EXCERPTED TEXT:
First-time contribution

For RQ2c, the code for the first-time use of a method was binary-coded for each author across all papers. This involved a two-stage process: 1) identifying the method(s) used in the author’s paper, and 2) determining whether the author had used that method in any of their previous publications. The first step in the process was to identify the method(s) used in the paper. Two coders conducted a thematic analysis of the abstracts of all the papers similar to the analysis conducted for RQ1. The emerging themes for methods had substantial overlap with the topic categories identified for SDA studies within RQ1. Out of eight categories of topics that are listed in the results section, six of them showed up as method categories. The remaining SDA papers were analyzed qualitatively again, accessing the full text to identify the categories for methods used. Some examples of additional categories were sequence mining and association rule mining. As for the A/B studies, the category itself is based on a method and therefore all A/B studies were labeled as A/B testing/experimental design for their method.

Entries from a point annotation set:

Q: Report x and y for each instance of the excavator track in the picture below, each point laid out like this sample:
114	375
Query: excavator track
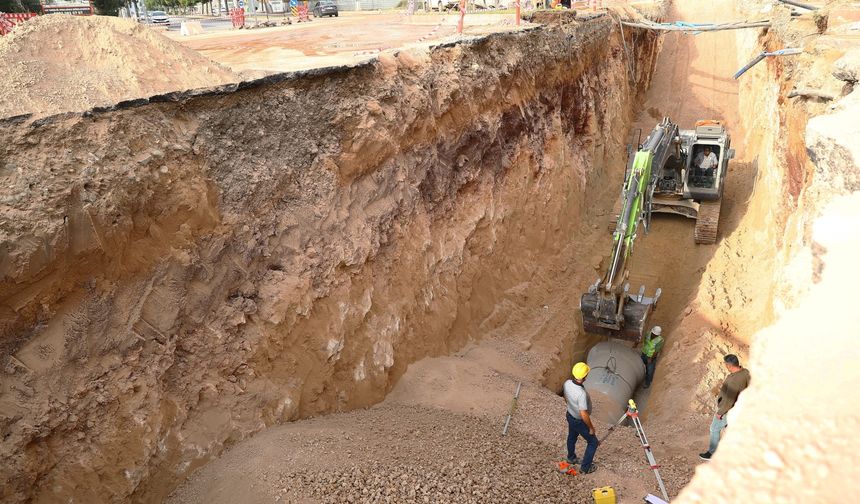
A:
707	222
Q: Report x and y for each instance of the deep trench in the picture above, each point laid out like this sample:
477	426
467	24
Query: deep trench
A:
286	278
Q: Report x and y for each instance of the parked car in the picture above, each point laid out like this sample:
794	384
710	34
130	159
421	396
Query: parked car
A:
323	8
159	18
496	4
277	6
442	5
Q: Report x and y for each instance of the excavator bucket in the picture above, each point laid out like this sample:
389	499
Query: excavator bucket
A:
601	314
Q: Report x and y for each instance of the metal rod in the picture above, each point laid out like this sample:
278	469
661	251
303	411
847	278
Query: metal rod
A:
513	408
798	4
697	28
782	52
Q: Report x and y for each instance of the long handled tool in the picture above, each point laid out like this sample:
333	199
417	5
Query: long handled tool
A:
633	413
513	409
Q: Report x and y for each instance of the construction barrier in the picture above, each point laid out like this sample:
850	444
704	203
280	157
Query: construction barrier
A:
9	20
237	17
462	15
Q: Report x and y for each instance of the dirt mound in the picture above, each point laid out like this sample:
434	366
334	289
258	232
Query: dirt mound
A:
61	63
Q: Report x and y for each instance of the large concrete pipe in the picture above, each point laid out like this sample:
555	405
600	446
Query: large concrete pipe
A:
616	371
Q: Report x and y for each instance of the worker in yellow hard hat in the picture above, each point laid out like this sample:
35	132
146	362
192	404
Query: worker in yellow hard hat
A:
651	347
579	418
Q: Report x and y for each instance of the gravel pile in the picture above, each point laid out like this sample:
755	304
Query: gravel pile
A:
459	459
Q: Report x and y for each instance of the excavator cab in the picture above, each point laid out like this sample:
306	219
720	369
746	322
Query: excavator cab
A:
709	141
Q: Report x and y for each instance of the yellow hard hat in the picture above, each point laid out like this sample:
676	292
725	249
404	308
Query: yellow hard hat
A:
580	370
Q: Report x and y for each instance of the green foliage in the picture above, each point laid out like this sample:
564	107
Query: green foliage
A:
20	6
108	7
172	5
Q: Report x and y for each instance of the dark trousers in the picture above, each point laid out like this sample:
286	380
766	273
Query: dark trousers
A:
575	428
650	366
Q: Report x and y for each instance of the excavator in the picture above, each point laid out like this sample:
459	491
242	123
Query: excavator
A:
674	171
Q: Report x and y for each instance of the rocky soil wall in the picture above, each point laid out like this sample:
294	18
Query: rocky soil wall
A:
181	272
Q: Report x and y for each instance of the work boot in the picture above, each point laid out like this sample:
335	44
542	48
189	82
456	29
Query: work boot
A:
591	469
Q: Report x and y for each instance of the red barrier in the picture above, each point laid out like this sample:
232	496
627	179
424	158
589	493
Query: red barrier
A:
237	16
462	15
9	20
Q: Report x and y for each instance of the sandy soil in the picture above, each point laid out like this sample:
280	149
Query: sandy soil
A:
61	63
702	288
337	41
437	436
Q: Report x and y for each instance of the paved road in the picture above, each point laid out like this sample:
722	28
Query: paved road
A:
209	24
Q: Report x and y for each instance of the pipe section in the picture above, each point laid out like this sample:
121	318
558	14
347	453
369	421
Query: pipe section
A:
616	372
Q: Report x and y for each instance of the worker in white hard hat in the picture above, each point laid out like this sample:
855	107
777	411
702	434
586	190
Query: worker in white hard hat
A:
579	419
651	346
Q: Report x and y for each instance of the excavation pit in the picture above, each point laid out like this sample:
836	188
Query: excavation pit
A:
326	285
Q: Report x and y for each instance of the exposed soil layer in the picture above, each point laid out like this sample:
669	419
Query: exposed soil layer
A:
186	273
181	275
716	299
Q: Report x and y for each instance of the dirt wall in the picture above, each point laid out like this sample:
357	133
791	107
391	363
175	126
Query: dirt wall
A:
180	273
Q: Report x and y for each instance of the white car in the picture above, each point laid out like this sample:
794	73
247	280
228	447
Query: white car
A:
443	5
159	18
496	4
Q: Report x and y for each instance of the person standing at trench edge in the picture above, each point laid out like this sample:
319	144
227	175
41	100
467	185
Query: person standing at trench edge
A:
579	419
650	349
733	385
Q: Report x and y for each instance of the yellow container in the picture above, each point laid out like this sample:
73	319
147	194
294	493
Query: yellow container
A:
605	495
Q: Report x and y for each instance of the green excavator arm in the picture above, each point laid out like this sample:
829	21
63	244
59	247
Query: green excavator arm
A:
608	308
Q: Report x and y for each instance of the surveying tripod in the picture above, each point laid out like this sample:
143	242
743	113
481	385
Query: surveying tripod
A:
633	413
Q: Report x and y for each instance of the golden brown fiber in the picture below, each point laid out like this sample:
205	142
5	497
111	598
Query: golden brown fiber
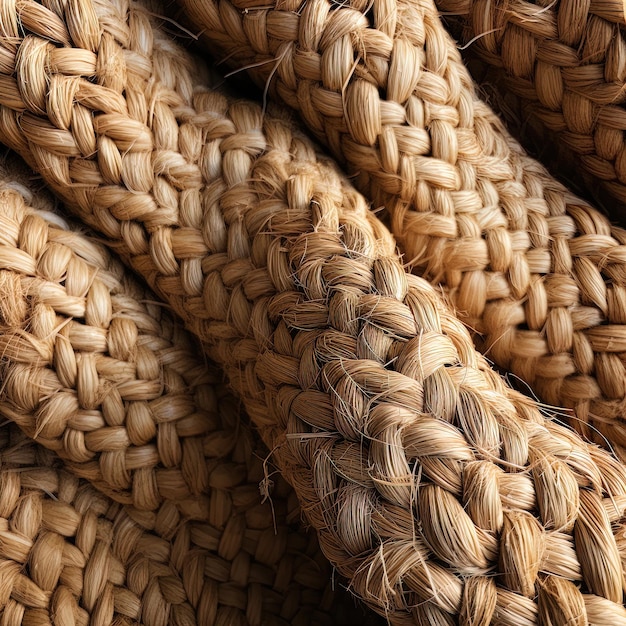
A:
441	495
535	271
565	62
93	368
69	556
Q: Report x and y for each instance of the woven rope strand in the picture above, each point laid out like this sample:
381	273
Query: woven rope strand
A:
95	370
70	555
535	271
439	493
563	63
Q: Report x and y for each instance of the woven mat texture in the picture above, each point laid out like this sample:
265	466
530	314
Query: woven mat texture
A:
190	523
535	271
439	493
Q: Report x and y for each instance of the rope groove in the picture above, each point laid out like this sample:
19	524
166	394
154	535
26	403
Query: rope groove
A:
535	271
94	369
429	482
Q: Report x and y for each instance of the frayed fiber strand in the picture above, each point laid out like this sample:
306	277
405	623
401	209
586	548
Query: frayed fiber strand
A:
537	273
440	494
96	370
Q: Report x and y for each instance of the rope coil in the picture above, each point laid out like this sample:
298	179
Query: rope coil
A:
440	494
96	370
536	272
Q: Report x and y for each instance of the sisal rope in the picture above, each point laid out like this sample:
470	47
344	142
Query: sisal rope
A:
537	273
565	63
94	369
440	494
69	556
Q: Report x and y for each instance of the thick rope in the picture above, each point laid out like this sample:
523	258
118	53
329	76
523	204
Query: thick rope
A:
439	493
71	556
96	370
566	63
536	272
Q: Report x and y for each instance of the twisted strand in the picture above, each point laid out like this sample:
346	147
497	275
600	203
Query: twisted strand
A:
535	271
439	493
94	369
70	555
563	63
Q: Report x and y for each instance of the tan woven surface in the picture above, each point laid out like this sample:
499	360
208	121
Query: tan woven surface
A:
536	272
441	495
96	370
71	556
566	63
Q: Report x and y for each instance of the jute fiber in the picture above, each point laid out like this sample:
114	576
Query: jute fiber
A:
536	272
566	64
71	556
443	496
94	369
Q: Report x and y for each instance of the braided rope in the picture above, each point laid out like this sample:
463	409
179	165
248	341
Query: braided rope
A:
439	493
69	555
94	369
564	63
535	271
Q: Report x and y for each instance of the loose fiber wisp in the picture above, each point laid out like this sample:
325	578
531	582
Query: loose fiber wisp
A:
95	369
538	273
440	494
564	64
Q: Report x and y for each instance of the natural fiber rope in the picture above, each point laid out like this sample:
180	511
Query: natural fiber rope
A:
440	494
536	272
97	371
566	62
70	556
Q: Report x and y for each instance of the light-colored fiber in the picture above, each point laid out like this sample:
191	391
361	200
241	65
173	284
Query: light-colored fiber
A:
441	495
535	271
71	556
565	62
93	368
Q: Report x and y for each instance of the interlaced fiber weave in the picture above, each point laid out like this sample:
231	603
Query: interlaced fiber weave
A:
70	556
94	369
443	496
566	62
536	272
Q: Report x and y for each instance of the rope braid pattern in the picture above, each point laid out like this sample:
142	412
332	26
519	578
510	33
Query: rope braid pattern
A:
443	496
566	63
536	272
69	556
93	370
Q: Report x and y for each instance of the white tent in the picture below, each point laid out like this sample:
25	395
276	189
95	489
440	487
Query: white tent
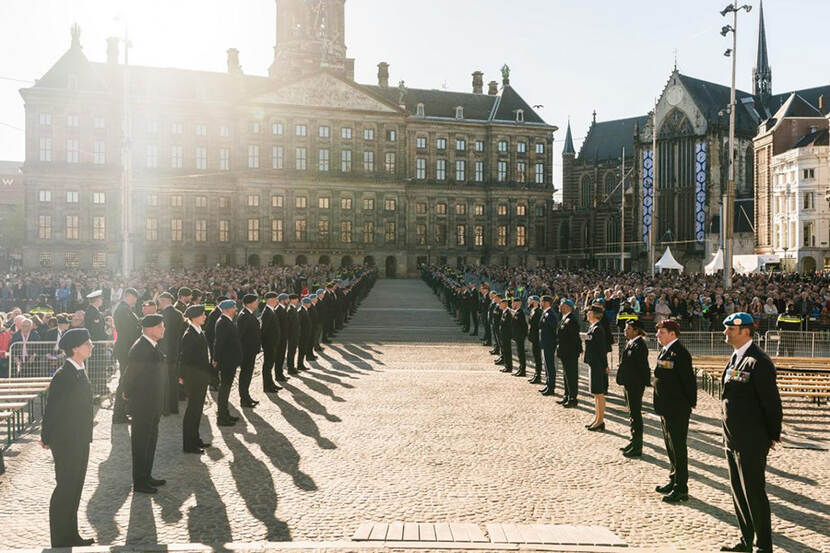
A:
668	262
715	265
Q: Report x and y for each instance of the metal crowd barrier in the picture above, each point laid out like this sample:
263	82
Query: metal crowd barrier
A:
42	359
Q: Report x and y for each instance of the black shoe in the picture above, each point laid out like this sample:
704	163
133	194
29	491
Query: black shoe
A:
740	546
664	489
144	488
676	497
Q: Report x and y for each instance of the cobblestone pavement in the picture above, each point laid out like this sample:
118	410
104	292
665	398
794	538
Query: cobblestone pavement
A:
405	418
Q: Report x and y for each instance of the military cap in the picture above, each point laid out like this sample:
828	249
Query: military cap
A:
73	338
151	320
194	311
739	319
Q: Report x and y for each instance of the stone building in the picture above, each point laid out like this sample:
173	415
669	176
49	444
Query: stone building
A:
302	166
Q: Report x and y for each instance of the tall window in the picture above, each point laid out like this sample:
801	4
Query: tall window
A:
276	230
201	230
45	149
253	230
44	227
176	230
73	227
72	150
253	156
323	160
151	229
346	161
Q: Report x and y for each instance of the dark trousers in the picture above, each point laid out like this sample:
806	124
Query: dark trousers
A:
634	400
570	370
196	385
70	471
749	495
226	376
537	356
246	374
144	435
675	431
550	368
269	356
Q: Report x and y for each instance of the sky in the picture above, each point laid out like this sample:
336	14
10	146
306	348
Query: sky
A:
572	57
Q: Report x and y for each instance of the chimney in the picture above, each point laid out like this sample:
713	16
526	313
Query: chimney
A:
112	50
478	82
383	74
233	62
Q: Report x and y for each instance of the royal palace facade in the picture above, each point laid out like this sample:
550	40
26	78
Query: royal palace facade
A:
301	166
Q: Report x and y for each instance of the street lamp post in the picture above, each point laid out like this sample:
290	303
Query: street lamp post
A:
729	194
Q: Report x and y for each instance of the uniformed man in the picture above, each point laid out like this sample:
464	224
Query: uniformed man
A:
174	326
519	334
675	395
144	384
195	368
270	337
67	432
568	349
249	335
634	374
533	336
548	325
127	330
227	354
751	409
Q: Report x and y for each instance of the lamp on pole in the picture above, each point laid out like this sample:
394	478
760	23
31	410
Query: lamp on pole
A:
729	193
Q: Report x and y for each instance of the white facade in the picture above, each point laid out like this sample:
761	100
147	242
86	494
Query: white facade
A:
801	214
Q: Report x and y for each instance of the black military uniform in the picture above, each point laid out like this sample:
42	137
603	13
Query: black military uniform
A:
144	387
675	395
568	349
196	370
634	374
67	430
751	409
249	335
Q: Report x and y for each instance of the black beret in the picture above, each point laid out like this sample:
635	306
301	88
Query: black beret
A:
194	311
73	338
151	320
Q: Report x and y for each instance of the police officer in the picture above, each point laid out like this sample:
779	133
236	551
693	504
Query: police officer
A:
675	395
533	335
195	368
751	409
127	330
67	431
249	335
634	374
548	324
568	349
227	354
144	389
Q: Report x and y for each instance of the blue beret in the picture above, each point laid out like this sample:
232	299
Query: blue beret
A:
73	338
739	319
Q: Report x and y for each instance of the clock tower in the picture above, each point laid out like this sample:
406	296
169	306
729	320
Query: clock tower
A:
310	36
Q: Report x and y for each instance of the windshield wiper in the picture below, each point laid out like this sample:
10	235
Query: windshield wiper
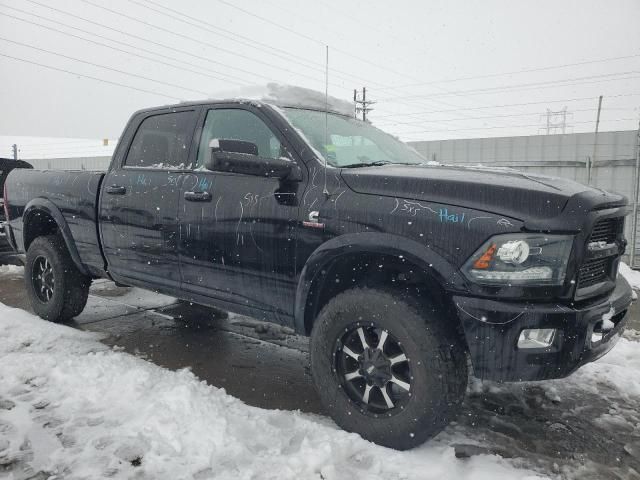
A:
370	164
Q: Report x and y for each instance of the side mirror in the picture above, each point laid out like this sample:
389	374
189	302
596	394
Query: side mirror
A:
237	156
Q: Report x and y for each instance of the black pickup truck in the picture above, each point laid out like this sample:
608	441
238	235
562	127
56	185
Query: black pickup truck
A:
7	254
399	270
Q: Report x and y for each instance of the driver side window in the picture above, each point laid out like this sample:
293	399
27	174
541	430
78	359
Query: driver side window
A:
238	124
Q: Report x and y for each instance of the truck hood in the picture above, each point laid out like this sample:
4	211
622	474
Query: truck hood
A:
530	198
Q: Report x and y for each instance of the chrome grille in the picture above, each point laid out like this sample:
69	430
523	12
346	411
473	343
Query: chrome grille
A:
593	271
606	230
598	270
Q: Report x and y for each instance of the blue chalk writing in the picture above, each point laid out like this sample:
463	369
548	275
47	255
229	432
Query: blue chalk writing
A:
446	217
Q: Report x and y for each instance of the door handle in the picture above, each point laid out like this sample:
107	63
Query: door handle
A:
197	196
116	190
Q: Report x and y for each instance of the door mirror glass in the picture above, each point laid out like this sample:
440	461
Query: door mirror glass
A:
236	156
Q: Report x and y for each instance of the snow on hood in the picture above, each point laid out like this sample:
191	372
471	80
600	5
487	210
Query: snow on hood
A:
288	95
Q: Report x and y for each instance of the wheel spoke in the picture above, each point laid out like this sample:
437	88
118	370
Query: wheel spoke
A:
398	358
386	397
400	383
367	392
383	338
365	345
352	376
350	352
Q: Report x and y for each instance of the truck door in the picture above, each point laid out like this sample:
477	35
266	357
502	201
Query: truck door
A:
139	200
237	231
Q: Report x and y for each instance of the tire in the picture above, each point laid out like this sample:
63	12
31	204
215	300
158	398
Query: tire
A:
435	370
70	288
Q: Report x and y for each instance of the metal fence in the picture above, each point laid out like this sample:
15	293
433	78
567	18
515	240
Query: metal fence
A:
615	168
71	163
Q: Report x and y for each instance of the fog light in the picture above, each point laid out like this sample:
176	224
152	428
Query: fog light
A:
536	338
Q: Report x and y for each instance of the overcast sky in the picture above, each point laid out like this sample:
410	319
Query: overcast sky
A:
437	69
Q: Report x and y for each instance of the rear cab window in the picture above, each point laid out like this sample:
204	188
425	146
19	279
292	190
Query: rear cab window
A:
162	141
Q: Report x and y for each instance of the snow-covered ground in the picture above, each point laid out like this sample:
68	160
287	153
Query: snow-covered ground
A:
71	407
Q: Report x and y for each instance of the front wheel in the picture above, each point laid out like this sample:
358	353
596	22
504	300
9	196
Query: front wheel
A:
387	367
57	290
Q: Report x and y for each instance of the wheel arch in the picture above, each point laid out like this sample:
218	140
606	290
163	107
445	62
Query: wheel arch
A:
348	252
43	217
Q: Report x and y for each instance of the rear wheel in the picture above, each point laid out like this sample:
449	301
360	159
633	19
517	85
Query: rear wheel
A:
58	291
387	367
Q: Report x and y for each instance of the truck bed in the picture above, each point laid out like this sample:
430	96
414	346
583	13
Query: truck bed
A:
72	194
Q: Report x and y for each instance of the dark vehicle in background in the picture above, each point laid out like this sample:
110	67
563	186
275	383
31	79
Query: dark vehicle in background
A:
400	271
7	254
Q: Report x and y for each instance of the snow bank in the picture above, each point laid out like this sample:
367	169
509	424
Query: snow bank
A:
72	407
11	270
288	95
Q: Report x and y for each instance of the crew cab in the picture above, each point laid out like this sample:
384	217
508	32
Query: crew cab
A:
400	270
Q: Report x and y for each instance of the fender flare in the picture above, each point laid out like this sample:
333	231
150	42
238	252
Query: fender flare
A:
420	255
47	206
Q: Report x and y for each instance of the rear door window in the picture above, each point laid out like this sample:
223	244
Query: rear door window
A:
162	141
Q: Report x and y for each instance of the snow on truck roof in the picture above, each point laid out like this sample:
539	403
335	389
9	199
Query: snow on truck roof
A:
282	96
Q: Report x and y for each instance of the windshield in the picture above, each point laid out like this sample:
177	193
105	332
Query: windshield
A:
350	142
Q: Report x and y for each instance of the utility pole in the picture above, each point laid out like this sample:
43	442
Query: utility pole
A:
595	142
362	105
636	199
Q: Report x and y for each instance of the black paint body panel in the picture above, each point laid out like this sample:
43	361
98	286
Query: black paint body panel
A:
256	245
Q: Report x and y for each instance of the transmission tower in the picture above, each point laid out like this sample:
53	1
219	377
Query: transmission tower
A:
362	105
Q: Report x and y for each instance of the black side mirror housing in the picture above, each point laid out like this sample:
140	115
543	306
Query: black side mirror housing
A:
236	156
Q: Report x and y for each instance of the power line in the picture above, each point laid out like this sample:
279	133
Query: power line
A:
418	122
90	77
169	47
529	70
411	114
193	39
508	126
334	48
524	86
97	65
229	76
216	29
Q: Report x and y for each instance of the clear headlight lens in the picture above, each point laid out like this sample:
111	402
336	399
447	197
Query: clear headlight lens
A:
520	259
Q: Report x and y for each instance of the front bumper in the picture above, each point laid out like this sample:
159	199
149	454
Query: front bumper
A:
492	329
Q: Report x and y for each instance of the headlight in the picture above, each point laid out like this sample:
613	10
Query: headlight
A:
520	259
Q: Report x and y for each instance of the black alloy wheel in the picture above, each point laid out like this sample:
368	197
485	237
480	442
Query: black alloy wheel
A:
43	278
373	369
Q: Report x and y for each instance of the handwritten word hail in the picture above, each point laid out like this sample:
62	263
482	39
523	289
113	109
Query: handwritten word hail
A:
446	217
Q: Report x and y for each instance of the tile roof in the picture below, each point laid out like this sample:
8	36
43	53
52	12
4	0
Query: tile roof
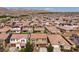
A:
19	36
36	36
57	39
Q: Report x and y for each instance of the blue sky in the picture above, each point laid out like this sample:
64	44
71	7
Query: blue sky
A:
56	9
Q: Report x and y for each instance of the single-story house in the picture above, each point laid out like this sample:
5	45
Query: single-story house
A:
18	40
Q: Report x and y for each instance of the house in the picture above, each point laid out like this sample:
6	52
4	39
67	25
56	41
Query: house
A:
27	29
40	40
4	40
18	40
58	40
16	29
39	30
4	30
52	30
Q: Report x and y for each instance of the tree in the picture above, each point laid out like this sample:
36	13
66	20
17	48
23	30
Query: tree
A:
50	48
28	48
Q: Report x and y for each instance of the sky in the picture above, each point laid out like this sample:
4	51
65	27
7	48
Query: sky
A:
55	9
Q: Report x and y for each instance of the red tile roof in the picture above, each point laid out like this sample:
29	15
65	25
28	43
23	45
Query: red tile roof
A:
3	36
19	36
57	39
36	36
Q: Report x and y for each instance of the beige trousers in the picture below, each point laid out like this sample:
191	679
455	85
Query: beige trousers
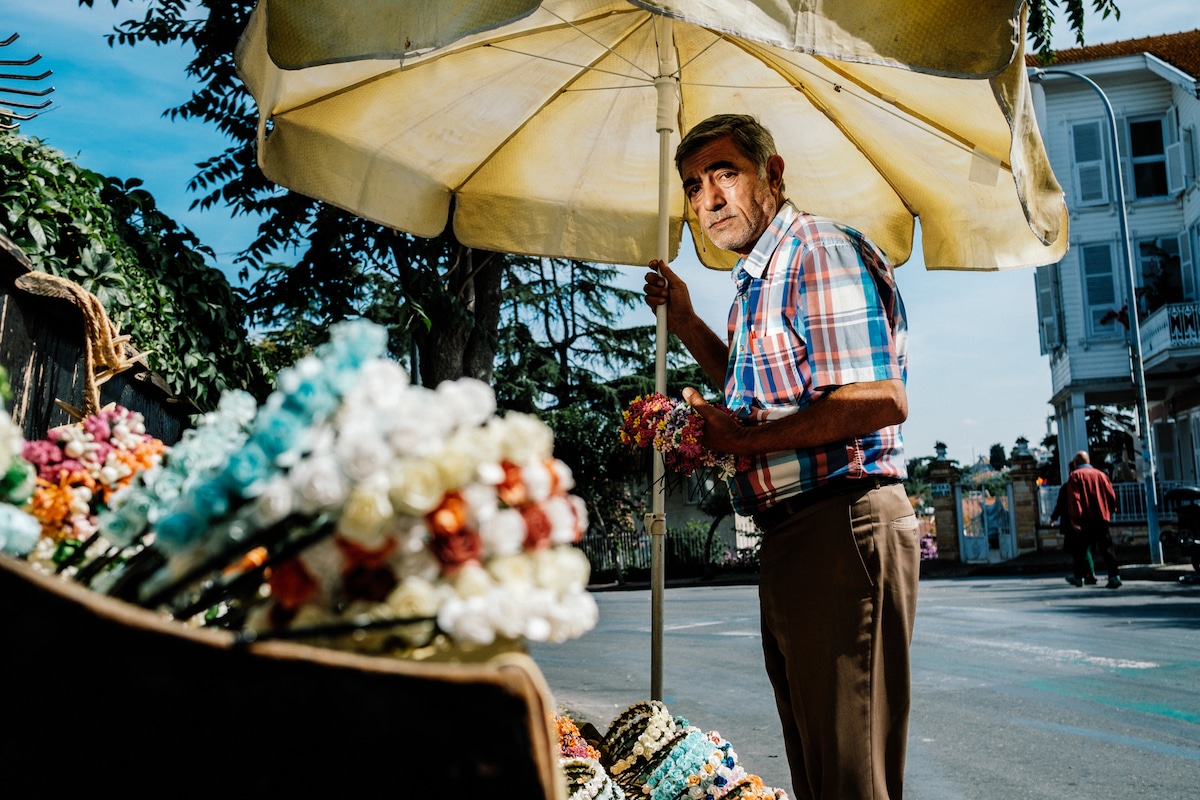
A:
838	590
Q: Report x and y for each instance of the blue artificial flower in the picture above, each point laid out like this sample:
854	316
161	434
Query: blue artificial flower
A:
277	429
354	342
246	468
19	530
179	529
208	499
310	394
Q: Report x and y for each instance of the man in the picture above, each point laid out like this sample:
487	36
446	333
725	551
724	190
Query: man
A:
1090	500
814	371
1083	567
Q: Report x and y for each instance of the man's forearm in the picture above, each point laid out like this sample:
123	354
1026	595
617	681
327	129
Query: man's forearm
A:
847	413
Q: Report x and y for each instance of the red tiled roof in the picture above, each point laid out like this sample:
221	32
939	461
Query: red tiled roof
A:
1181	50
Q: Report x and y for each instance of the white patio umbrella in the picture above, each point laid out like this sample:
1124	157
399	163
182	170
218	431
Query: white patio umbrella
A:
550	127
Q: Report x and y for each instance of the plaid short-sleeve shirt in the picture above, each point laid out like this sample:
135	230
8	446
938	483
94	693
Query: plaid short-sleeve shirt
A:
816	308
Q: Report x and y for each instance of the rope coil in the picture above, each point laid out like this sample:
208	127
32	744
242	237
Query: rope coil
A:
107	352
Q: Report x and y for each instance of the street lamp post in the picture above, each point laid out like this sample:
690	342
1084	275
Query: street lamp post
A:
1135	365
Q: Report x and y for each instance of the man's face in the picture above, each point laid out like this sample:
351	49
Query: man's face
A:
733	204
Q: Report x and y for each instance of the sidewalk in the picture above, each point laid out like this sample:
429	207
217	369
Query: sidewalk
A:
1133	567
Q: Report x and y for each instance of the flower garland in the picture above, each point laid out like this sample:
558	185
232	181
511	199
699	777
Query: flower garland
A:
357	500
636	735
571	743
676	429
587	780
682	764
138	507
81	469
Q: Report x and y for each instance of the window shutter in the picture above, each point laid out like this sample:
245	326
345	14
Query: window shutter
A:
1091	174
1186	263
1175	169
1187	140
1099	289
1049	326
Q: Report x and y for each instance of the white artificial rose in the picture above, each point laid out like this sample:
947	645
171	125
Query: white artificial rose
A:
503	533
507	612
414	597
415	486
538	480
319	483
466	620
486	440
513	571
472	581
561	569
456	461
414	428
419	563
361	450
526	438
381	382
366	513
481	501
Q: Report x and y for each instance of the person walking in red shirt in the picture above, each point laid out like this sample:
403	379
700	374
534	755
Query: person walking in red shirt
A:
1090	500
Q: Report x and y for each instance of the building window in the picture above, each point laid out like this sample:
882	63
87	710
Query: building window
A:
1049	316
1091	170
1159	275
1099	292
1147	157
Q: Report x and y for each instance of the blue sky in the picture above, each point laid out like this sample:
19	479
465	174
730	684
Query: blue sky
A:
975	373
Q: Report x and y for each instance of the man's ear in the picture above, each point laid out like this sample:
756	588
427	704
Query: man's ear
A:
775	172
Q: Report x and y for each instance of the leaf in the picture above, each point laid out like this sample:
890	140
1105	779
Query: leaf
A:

TO DO:
Answer these questions from the excerpt on first-time contribution, one answer per line, numbered to match.
1. How many of the eight topic categories showed up as method categories?
2. What two examples of additional method categories does the excerpt give?
3. What method label was given to all A/B studies?
The lines are not needed for this work.

TASK RESULT:
1. Six
2. Sequence mining and association rule mining
3. A/B testing/experimental design